━━━━━ DATASET ━━━━━
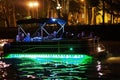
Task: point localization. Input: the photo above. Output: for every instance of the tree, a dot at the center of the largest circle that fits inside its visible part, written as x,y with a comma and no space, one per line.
7,12
93,9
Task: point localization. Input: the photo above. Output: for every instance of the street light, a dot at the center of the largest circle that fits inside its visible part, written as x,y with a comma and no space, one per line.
34,5
58,8
84,15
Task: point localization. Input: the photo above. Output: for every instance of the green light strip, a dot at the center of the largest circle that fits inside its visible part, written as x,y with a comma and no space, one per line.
47,56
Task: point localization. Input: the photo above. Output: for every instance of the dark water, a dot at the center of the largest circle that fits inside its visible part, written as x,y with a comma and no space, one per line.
37,68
━━━━━
## INSTRUCTIONS FOR THE TASK
Could you convert the lines above into a JSON list of strings, one string per line, with blank lines skipped and the pictures left out?

## PROBLEM SOLUTION
[
  "Task: point localization. Input: the photo above. Output: for every instance of the tree, a dot at the center of the largest circle that fits inside its visible part, written as x,y with a comma and no space, one per line.",
  "7,12",
  "93,9",
  "Task: point localization. Input: the photo above. Output: for every instance of the street light, a dot at the center of the largest circle that fits inside its visible part, written as x,y with a comma and no space, one per line.",
  "34,5",
  "58,8",
  "84,15",
  "Task: point localization. Input: the photo above. Output: for every instance of the green light strip, a dot at the center of the largest circle that fits inside its visible part, written as x,y with a comma and no space, one per line.",
  "47,56",
  "Task: point localization. Input: the photo above. Output: for every instance of the dark water, a dot at the center of the largest circle that fits inside its visible part, written as x,y with a comma and no space, one per line.",
  "37,68"
]